> _Task list_
1. Answer each question from the coordination polymer passage, marking your answers (a), (b) and (c):
(a) What range of pore diameters does the BJH distribution curve show?
(b) What is the average pore diameter?
(c) What atoms does the M(II) ion bind to in the repeat unit, and where does each kind come from?
2. Summarize the coordination polymer passage in two sentences.
3. Continue the coordination polymer passage from the point where it stops.

> _Selected excerpt_
In view of further verification, the pore size distribution pattern was obtained from the desorption branch by employing Barrett-Joyner-Halenda (BJH) model and is illustrated in Figure 11d. The distribution curve shows that the pores present in the polymer are of variable sizes with their diameters ranging from 1.4 to 12.4 nm. The maxima of the curve occurs at 2.3 nm, suggesting that majority of the pores have diameters of 2.3 nm. The average pore diameter was found to be 5.2 nm, whereas the total pore volume has been found to be 0.085 cc/g for pores smaller than 19 nm diameter at relative pressure P/P o = 0.89.

Proposed mechanism of polymerization

A plausible formation process is briefly presented as following:

While preparing aqueous solutions of the respective metal salts, M²⁺ ions get hydrated and form hexa-aqua complexes. When these aqua complexes are mixed with aqueous solution of PPD, two water molecules on the trans positions of aqua complex are replaced by two PPD molecules, resulting in tetra-aqua PPD substituted complex. The free nitrogen atoms of the coordinated PPD can further capture hexa-aqua complex molecules by coordination interactions. This coordination-induced assembly process can proceed repeatedly until the depletion of reactants in the solution, resulting in the formation of large coordination polymers having a porous structure. The Cl⁻ anions are accommodated in this porous structure as the counter ions. Thus, we get one-dimensional linear coordination polymers comprising a repeat unit shown in Scheme 1 in which the M(II) ion is six- coordinated. The M(II) ion binds to four oxygen atoms from the four coordinated water molecules (which come from aqueous medium) and two nitrogen atoms from two different PPD ligands in the distorted octahedral coordination geometry. However, the detailed formation mechanism of such coordination polymers is not clear at present time and needs further investigation. However, the proposed mechanism is shown as Scheme 2.

Dataset rows

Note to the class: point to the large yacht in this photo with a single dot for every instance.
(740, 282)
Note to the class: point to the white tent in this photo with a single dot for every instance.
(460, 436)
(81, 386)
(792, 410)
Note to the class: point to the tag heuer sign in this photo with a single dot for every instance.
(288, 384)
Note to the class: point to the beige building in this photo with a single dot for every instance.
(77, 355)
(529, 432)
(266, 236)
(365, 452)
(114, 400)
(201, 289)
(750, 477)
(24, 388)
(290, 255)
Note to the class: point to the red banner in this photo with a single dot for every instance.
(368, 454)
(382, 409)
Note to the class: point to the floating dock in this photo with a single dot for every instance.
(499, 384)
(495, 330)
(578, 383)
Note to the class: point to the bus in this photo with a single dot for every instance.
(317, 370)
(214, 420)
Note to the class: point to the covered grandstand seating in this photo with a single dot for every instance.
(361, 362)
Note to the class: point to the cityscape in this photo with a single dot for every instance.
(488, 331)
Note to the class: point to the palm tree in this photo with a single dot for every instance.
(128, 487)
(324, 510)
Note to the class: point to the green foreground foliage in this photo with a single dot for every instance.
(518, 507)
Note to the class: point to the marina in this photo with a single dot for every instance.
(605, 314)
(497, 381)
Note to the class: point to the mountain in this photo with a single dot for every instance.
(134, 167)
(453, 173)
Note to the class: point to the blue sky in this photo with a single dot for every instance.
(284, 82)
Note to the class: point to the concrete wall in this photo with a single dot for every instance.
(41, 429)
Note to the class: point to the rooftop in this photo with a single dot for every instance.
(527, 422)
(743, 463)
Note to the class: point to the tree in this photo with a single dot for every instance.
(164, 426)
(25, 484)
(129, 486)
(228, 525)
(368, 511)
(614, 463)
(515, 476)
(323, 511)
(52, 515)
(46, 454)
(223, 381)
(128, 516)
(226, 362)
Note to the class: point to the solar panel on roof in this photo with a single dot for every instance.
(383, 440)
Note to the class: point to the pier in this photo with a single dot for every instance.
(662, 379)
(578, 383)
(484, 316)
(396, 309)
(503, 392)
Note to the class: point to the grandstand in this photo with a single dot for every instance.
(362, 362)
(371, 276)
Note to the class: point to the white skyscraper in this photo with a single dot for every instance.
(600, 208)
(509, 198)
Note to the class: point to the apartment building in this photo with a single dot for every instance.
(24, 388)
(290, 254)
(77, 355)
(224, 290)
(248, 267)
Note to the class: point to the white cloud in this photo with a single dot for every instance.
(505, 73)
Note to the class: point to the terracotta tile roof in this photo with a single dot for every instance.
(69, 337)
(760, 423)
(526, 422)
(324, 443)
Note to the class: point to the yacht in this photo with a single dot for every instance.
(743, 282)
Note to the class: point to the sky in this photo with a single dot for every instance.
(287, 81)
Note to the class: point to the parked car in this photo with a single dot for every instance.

> _Answer list_
1.
(a) The pore diameters range from 1.4 to 12.4 nm.
(b) The average pore diameter is 5.2 nm.
(c) The M(II) ion binds to four oxygen atoms from four coordinated water molecules, which come from the aqueous medium, and to two nitrogen atoms from two different PPD ligands.

2. BJH analysis of the desorption branch shows that the polymer's pores vary from 1.4 to 12.4 nm in diameter, with most at 2.3 nm, an average of 5.2 nm and a total pore volume of 0.085 cc/g for pores smaller than 19 nm. In the proposed mechanism, hydrated metal ions exchange two trans water molecules for PPD molecules and repeatedly link through coordination, giving porous one-dimensional linear polymers with Cl⁻ counter ions and a six-coordinated M(II) ion in distorted octahedral geometry.

3.
Scheme 1

One-dimensional linear coordination polymers comprising a repeat unit.

Scheme 2

Proposed mechanism.

Conclusions

Mesoporous nanostructured metal-organic hybrid materials composed of copper(II), nickel(II), and zinc(II) metal ions with PPD as the organic ligand were synthesized at room temperature. The proposed formula of the compounds is {[M(H₂O)₄(PPD)₂]²⁺.2Cl⁻} _n , where M = Cu, Ni or Zn. The PXRD profile shows the crystalline nature of the polymers. N₂ adsorption-desorption isotherm confirms the mesoporous nature of 1 as it exhibits type IV isotherm with H1 hysterisis. The steepness of the inflection point shows that the mesopores formed are of uniform order. The BJH curve shows an average pore diameter of 5.2 nm. The specific surface area determined by the BET method is 65.25 m²/g.

Methods

Materials

Doubly-distilled water was used to prepare aqueous solutions. p-Phenylenediamine was received from Sigma-Aldrich (MO, USA). CuCl₂, NiCl₂.6H₂O, and ZnCl₂ were of analytical grade and used without further purification.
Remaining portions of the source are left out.